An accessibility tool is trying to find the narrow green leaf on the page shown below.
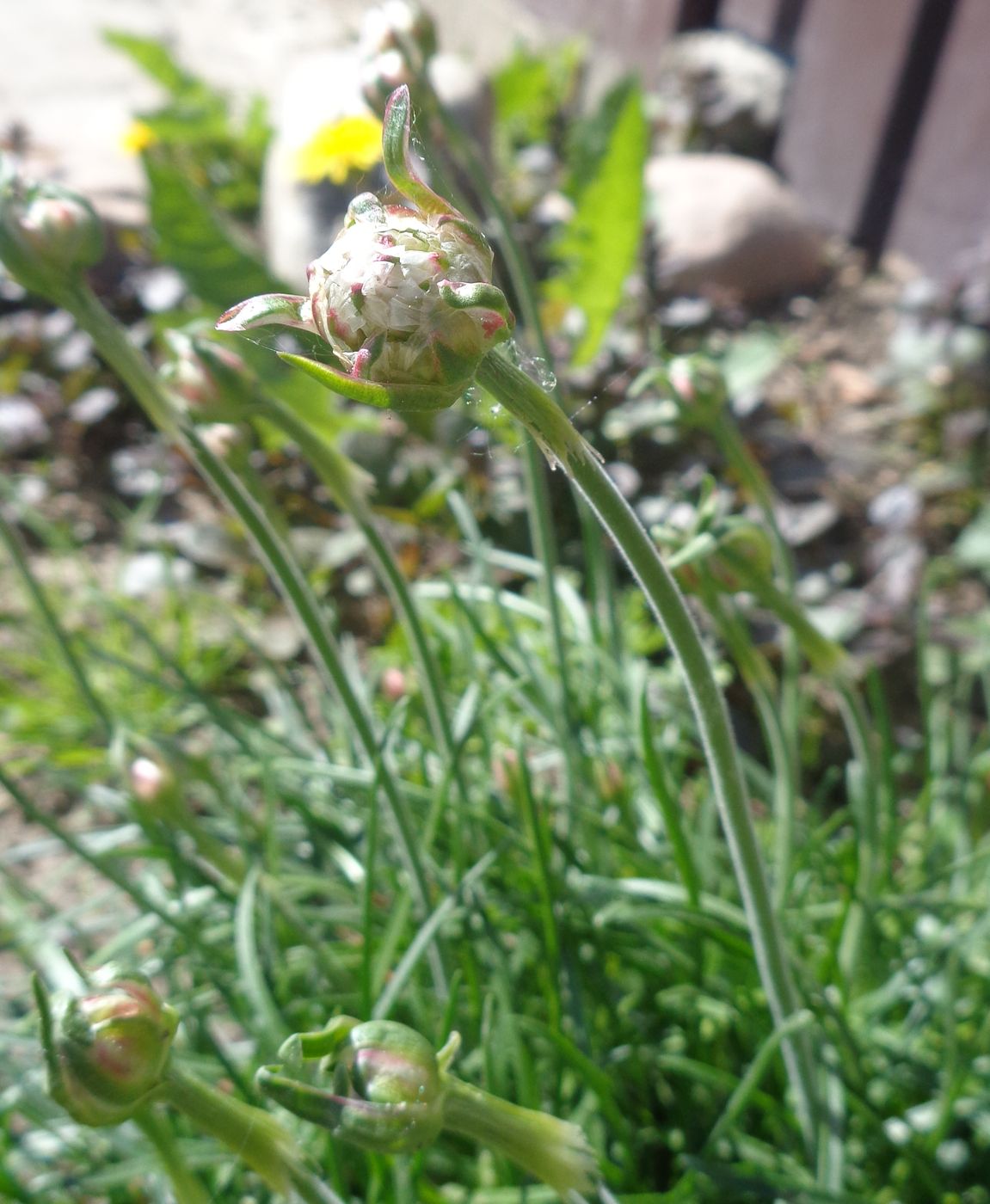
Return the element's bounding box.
[544,82,648,364]
[234,866,286,1048]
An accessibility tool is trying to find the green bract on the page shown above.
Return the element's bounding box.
[217,87,513,410]
[35,976,178,1127]
[258,1017,445,1153]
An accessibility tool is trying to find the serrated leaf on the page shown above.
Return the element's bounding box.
[103,29,226,111]
[544,81,649,364]
[491,41,584,145]
[145,150,282,312]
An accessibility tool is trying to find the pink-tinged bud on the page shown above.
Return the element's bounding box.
[256,1017,445,1153]
[217,88,513,409]
[129,756,175,803]
[667,355,726,421]
[159,330,250,418]
[0,157,103,296]
[382,665,409,702]
[200,422,244,460]
[36,976,178,1127]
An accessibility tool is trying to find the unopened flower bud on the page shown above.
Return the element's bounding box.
[159,330,250,418]
[217,88,513,409]
[382,665,409,702]
[258,1017,595,1199]
[37,976,178,1127]
[258,1017,443,1153]
[127,756,175,803]
[0,157,103,296]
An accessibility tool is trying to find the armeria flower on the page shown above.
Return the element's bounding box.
[35,975,178,1127]
[217,87,513,409]
[258,1017,595,1199]
[0,156,103,298]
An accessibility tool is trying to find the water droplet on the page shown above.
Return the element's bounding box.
[521,356,556,390]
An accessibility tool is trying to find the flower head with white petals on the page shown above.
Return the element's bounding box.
[217,87,513,409]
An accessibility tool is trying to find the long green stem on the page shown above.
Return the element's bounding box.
[478,354,818,1150]
[58,282,446,998]
[133,1109,212,1204]
[260,396,454,758]
[443,1074,593,1199]
[163,1066,341,1204]
[425,94,575,777]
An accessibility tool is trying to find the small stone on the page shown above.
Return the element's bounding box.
[109,443,180,497]
[69,386,120,427]
[825,360,879,406]
[866,484,921,531]
[774,497,839,548]
[0,397,51,455]
[117,551,193,599]
[658,29,790,159]
[133,266,187,313]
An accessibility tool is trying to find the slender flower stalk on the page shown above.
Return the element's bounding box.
[258,1017,596,1201]
[219,87,818,1152]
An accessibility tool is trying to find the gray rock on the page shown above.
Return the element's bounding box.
[656,29,790,159]
[646,154,825,304]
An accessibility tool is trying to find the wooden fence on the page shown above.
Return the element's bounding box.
[526,0,990,280]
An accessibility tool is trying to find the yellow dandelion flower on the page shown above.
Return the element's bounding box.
[120,121,157,154]
[295,114,382,184]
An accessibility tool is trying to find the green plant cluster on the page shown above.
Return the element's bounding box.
[0,11,990,1204]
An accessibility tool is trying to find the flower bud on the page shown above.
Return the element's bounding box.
[36,976,178,1127]
[258,1017,596,1199]
[0,159,103,296]
[359,0,437,77]
[258,1017,445,1153]
[382,665,409,702]
[217,88,513,409]
[157,330,250,418]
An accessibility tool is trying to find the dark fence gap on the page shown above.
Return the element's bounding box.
[676,0,722,34]
[770,0,807,58]
[852,0,959,265]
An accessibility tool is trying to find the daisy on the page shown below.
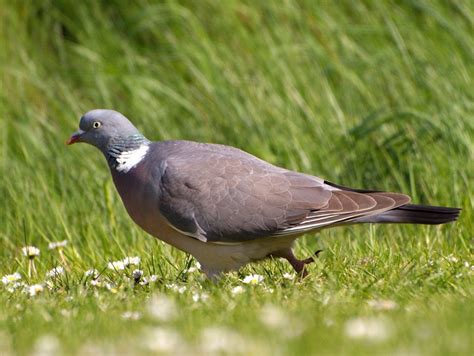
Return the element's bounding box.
[26,284,44,297]
[46,266,64,278]
[21,246,40,259]
[21,246,40,278]
[48,240,68,250]
[2,272,21,285]
[84,268,99,279]
[132,269,143,283]
[107,261,126,271]
[122,256,140,267]
[48,240,69,265]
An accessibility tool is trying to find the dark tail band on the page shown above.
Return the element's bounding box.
[352,204,461,225]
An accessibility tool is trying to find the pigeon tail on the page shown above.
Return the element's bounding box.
[352,204,461,225]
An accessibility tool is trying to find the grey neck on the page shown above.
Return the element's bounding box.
[104,133,151,168]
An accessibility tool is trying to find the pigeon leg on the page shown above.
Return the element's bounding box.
[270,248,317,278]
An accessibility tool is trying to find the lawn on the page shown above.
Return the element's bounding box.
[0,0,474,355]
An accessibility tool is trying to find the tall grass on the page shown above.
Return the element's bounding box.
[0,0,474,354]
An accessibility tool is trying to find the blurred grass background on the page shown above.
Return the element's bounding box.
[0,0,474,354]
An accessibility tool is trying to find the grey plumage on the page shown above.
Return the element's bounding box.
[69,110,459,276]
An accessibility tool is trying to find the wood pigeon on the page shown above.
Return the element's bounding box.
[67,110,460,278]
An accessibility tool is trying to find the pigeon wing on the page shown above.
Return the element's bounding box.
[154,147,332,243]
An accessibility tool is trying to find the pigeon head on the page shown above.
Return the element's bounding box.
[67,109,143,153]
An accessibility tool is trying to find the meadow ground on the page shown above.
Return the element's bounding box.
[0,0,474,355]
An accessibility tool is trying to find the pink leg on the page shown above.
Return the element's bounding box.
[270,248,321,278]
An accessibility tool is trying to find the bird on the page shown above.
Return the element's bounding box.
[67,109,461,279]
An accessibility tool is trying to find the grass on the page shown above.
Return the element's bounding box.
[0,0,474,355]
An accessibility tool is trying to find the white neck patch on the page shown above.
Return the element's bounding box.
[115,145,150,173]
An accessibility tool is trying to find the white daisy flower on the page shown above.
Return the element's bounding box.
[242,274,264,285]
[122,256,140,267]
[2,272,21,285]
[192,292,209,302]
[132,269,143,282]
[103,282,118,294]
[46,266,64,278]
[21,246,40,259]
[166,283,187,294]
[48,240,69,250]
[6,282,25,293]
[139,277,150,286]
[230,286,245,295]
[89,279,102,287]
[26,284,44,297]
[107,261,126,271]
[446,255,459,263]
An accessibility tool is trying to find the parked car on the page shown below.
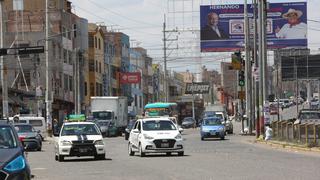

========================================

> **GIVEN PROBLEM**:
Retype the entire listing above word for word, leaving out the pictures.

> **WRITTEN SOLUTION**:
An accessibility tool is trying to find the narrow green leaf on the page shown below.
Return the element's bounding box.
[544,82,648,364]
[234,866,286,1048]
An accessibility tool is trying to find the green bract on the page shown above.
Return the element's bounding box.
[217,87,513,410]
[35,976,178,1127]
[258,1017,445,1153]
An accessibility tool is trying to find the serrated leaf on the page shown above.
Return the element's bounding box.
[103,29,226,111]
[544,81,649,364]
[491,41,584,145]
[145,150,282,312]
An accessibility tool is trying to find the pink-tinged bud on the page shown above.
Return the element's bounding box.
[256,1017,445,1153]
[217,88,513,409]
[129,756,175,803]
[667,355,726,421]
[159,330,250,418]
[0,157,103,296]
[382,665,409,702]
[200,422,244,460]
[36,976,178,1127]
An accessibility tool is trying to find the unopened flower bud on the page shown above.
Return the element's bounding box.
[159,330,250,418]
[217,88,513,409]
[382,665,409,702]
[258,1017,595,1199]
[37,976,178,1127]
[258,1017,443,1153]
[127,756,175,803]
[0,157,103,296]
An accessibility tool is trying to find the armeria flower on the page shown above.
Return the element's bounding box.
[35,975,178,1127]
[217,87,513,409]
[258,1017,595,1199]
[0,156,103,298]
An accessibility tool is trying to find the water droplet on the page shown above.
Return the element's bounding box.
[521,356,556,390]
An accessibility tool is trying to find the flower head with white petals on the page shown above.
Return the element's bounding box.
[217,87,513,409]
An accessibility tool is trying to find the long green stem on the page shown above.
Return the element's bounding box.
[478,354,818,1150]
[58,282,446,998]
[133,1109,212,1204]
[260,396,454,758]
[443,1074,593,1199]
[163,1066,341,1204]
[425,94,575,777]
An accessibility tool is trying to find the small stone on the page shown above.
Return the element's bounding box.
[109,443,180,497]
[69,386,120,427]
[825,360,879,406]
[866,484,921,531]
[774,497,839,548]
[0,397,51,455]
[117,551,193,599]
[658,29,790,159]
[133,266,187,313]
An accessibility tool is trying to find the slender flower stalk on the page shown above.
Return the element's bounding box.
[258,1017,596,1201]
[219,87,818,1152]
An accessibility tool is trying to find the gray rock on the page shown above.
Return the element's bounding box.
[656,29,790,159]
[646,154,825,304]
An accessibility tool is trying to find the wooden fence on the page shown above.
Return the element's bounding box.
[526,0,990,280]
An accessibility tool is trying to find the yellow dandelion flower on the page shown above.
Return the element's bounding box.
[120,121,157,154]
[295,114,382,184]
An accessibility tool is trying to find the green plant cluster on the page shown above.
Return the element's bounding box.
[0,11,990,1204]
An accessibility tool is trying to find the flower bud on the page shown above.
Return the element's bounding box.
[36,976,178,1127]
[258,1017,596,1199]
[0,159,103,296]
[359,0,437,77]
[258,1017,445,1153]
[382,665,409,702]
[217,88,513,409]
[157,330,250,418]
An accessibility tool is trying to find the dark fence gap on the page shown above.
Return the element's bounding box.
[676,0,722,34]
[770,0,807,58]
[852,0,959,265]
An accessibility tool is trying to find the daisy on the page shown below.
Return the element's bounding box.
[26,284,44,297]
[46,266,64,278]
[21,246,40,259]
[21,246,40,278]
[48,240,68,250]
[2,272,21,285]
[84,268,99,279]
[132,269,143,283]
[107,261,126,271]
[122,256,140,267]
[48,240,69,265]
An accessibility tool is trying to find the dark tail band on the page shown above.
Return the element's bounding box.
[352,204,461,225]
An accessibility tool is trying to find the pigeon tail on the page shown above.
Return the element's bounding box.
[352,204,461,225]
An accessibility tool is trying to find the grey neck on the page shown above.
Return the element's bounding box.
[104,133,151,168]
An accessibility tool is trying to find the pigeon leg on the page shown above.
Return the element's bounding box.
[270,248,317,278]
An accessibility tool is trying to find the lawn on the page shown above.
Return the element's bounding box.
[0,0,474,355]
An accessibility tool is trying to find the tall grass on the page shown above.
Return the element's bounding box.
[0,0,474,354]
An accessibility tool is trying to find the blurred grass background on the page shown above.
Return the element's bounding box.
[0,0,474,354]
An accessibility tool is trying to find the grey plumage on the page shown above.
Return the element's bounding box.
[69,110,459,276]
An accessibility tool is trying to find the wood pigeon on the page shown above.
Return the element's bounding box.
[67,110,460,278]
An accessibility tool is trying to find the pigeon wing on the page shown above.
Return the element's bounding box.
[154,147,332,243]
An accessibility tool is trying to find the pigeon head on the page shown above.
Return the element's bounding box.
[67,109,143,153]
An accessibility tool is trying to find the meadow ground on the page shown above.
Return the element's bounding box.
[0,0,474,355]
An accessibility tool is trying to find the pink leg on the page shown above.
Return the element's bounding box.
[270,248,321,278]
An accessibility tool is trying to find the bird on the page shown above.
Return the element's bounding box.
[67,109,461,279]
An accessibility tool is trying to find the grass on the page shown above.
Return the element's bounding box.
[0,0,474,355]
An accessibility tool is trying to find the white neck patch on the page shown above.
Return the element's bounding box.
[115,145,150,173]
An accessibility tool is trying to find the white daisy flower on the page shown above.
Return the element's bounding box.
[242,274,264,285]
[122,256,140,267]
[2,272,21,285]
[192,292,209,302]
[132,269,143,282]
[103,282,118,294]
[46,266,64,278]
[21,246,40,259]
[166,283,187,294]
[48,240,69,250]
[6,282,25,293]
[139,277,150,286]
[230,286,245,295]
[89,279,102,287]
[26,284,44,297]
[107,261,126,271]
[446,255,459,263]
An accessibility tool is trying to find the parked car on the page shown below.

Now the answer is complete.